### PROVIDED PASSAGE
For reasons that remain not entirely clear, and for the second time in less than a month, President Joe Biden has caved to congressional Republicans and left congressional Democrats feeling betrayed after backtracking on previously expressed opposition to certain House GOP bills.
On Wednesday, it was revealed that Biden would sign into law a Republican bill that immediately ends to declared national emergency with regard to the COVID-19 pandemic, Breitbart reported.
That follows Biden's initial threat in early March to veto a House GOP bill to override a local D.C. City Council criminal justice reform measure that reduced numerous criminal penalties for even some violent crimes, only to later relent and sign it into law after it cleared the Senate.
In January, House Republicans submitted a bill that, if passed, would have immediately ended the declared national emergency on the pandemic.
President Biden's White House issued a Statement of Administration Policy on January 30 that didn't explicitly threaten to veto the measure but did express how Biden "strongly opposes" that effort and proceeded to describe at length all of the chaos and potential dangers and health risks that doing so would unleash.
The House ultimately voted on that bill on February 1, and given the apparent assurance that the White House opposed the measure, 197 Democrats voted against it while just 11 members of the Democratic caucus crossed the aisle to join their GOP colleagues in voting to end the declared emergency.
Fast-forward to Wednesday and Politico correspondent Marianne LeVine reported that Senate Majority Leader Chuck Schumer (D-NY) "is telling Senate Democrats that the WH won’t veto the COVID Emergency CRA, per a Senate Dem source."

[Dataset records]
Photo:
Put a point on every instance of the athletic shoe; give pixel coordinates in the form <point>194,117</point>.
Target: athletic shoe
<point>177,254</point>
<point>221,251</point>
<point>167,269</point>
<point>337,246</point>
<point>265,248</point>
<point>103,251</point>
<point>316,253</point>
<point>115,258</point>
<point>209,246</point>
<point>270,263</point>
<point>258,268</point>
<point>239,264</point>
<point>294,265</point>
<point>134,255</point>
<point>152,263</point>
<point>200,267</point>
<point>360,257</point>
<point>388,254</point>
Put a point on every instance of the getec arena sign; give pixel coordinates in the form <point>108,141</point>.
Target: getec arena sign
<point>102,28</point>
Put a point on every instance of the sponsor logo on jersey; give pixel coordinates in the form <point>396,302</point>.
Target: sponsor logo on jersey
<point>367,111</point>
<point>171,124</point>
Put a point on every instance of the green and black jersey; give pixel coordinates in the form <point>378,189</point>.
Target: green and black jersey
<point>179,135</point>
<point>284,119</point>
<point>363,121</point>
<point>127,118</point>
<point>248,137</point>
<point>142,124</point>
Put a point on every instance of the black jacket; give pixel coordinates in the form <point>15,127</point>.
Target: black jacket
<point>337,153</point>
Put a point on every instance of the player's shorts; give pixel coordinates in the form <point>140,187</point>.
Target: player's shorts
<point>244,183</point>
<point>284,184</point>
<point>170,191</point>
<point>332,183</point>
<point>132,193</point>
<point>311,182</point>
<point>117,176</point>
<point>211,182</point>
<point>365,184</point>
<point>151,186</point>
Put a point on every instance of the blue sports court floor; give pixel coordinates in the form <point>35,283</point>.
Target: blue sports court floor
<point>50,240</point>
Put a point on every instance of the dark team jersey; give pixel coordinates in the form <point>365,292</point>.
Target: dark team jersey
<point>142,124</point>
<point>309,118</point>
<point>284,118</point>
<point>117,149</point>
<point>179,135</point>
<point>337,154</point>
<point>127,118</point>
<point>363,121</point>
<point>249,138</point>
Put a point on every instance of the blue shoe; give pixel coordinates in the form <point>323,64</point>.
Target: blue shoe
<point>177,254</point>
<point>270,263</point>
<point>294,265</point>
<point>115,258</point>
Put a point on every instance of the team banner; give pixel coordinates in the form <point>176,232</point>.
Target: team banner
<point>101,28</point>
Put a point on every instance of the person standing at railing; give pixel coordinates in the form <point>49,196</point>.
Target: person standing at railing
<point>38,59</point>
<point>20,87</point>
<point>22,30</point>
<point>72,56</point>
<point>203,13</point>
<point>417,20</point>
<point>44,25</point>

### YOUR GOAL
Write out the part of the article on Biden and the COVID emergency bill, starting with "That follows Biden's" and going on through "cleared the Senate.".

### EXPECTED OUTPUT
That follows Biden's initial threat in early March to veto a House GOP bill to override a local D.C. City Council criminal justice reform measure that reduced numerous criminal penalties for even some violent crimes, only to later relent and sign it into law after it cleared the Senate.